Stored records:

_____

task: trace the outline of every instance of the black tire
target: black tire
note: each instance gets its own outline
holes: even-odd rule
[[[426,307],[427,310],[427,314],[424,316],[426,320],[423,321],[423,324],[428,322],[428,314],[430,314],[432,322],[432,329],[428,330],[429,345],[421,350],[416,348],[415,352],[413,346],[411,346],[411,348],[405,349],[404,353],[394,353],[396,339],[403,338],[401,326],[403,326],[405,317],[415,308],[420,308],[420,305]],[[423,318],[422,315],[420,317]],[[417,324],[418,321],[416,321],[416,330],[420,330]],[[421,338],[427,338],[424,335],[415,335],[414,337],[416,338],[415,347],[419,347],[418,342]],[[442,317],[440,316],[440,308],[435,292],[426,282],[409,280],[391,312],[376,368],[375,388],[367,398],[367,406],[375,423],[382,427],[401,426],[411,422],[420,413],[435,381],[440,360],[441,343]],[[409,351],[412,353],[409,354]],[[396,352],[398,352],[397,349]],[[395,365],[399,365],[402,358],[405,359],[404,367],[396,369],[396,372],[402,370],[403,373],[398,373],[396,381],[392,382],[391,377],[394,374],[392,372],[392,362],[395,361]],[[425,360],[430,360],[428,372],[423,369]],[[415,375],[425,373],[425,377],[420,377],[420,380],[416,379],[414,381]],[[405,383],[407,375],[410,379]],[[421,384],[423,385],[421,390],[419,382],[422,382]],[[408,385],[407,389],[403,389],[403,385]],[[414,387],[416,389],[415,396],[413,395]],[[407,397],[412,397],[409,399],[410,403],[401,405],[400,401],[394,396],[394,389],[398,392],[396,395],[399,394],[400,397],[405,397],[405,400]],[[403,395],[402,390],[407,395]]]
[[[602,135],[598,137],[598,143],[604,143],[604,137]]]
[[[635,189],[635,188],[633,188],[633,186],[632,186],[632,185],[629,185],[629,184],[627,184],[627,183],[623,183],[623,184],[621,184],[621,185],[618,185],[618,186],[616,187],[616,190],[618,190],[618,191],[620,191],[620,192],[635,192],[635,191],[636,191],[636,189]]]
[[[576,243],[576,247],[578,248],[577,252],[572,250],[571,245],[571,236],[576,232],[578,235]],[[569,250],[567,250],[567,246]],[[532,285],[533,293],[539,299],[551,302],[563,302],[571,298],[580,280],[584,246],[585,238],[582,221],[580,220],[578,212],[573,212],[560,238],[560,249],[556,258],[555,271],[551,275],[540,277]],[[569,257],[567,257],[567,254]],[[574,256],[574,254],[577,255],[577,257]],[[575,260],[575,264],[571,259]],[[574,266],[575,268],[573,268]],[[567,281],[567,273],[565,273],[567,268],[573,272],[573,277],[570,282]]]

_____

# Work order:
Return, exactly, the lines from the first line of the records above to the line containing "note: each instance gets its own outline", both included.

# Your solution:
task: trace the outline of every instance of the black tire
target: black tire
note: each instance gets its own outline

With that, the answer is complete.